-- BEGIN MATERIAL FOR THE TASK --
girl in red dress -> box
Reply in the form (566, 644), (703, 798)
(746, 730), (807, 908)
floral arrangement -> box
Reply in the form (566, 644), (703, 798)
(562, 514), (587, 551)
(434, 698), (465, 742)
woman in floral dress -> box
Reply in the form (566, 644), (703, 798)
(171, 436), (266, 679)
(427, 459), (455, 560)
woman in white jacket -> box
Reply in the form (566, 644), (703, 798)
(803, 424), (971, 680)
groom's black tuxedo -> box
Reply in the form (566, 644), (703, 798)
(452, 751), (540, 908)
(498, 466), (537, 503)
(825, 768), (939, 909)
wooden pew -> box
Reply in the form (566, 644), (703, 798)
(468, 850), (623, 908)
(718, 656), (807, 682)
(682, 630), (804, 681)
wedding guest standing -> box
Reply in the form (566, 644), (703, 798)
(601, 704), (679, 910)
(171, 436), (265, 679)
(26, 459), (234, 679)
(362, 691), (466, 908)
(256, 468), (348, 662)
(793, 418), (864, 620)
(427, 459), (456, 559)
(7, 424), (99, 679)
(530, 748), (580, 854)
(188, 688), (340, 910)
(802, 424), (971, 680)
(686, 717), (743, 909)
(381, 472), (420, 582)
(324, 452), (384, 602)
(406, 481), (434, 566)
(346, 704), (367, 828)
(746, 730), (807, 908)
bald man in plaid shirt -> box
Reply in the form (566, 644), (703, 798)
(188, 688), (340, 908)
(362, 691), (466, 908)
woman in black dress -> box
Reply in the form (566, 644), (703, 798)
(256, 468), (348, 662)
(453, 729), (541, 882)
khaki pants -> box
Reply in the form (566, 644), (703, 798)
-- END MATERIAL FOR THE TASK --
* WRITTEN TASK *
Put every line from the top of the entries through the line containing "(434, 698), (465, 742)", inclusive, into a Markdown table with the columns Row and Line. Number each row and leave out blank lines.

* EXERCISE OUTPUT *
| Row | Line |
|---|---|
| 1 | girl in red dress -> box |
| 2 | Reply in the form (566, 644), (703, 798) |
| 3 | (746, 730), (807, 908) |
| 4 | floral arrangement -> box |
| 5 | Reply in the form (566, 644), (703, 798) |
| 6 | (562, 514), (587, 551) |
| 7 | (434, 698), (465, 742) |